§ EXTRACT PROVIDED:
::::::

State mental health agency plans cuts

The newly formed state mental health agency is feeling the budget squeeze and announced Friday it will eliminate or scale back some programs and furlough thousands of employees.

Agency spokesman Thomas Wilson said the agency has determined it must cut about $15 million so as not to run out of money by the end of the state fiscal year in June.

The cuts come as the agency is working to improve conditions at the state mental hospitals following a federal crackdown on bad conditions and safety problems.

Programs that will be eliminated or scaled back include several that provide direct help to troubled children through the Department of Behavioral Health and Developmental Disabilities.

The agency will also continue what has been a 5 percent cut to the community service boards, which provide many community-based mental health services to people.

The agency will eliminate a $1.5 million program that provides outdoor therapeutic treatment to about 15 adolescents from the state department of juvenile justice.

Some of the young people have substance abuse problems.

Another program set for termination is a crisis stabilization program at a state mental hospital in Savannah. The participants move to a community-based operation for services. That move will allow the services to receive Medicaid money.

::::::

§ RECORDS:
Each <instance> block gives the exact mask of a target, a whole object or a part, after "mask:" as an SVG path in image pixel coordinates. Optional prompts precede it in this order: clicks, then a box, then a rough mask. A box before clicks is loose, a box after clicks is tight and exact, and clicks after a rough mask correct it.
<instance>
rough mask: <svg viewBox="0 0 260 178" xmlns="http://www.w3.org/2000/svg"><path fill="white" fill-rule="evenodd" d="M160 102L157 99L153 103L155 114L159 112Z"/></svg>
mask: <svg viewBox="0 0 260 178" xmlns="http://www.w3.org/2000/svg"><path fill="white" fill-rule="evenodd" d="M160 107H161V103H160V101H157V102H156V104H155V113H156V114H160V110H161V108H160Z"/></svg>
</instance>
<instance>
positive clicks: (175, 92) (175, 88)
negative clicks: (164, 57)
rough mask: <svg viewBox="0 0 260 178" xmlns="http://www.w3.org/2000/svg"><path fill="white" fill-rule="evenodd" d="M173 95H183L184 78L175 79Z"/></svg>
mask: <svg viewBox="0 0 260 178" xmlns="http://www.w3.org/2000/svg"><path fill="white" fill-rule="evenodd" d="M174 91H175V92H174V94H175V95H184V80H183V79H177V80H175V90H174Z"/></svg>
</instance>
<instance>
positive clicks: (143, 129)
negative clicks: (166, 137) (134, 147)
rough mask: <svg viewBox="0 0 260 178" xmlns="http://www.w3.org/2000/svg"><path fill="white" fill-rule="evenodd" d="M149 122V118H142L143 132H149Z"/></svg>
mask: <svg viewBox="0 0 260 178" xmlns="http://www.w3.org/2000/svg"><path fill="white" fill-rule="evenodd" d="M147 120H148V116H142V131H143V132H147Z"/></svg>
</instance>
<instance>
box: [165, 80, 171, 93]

::::::

§ ACTIVITY:
Answer these questions about the article on the state mental health agency's planned cuts:
1. About how much money has the agency determined it must cut?
2. What does the outdoor therapeutic treatment program that will be eliminated cost?
3. In what city is the state mental hospital whose crisis stabilization program is set for termination?
None of the entries are needed for this.

§ RESULT OF THIS EXERCISE:
1. About $15 million
2. $1.5 million
3. Savannah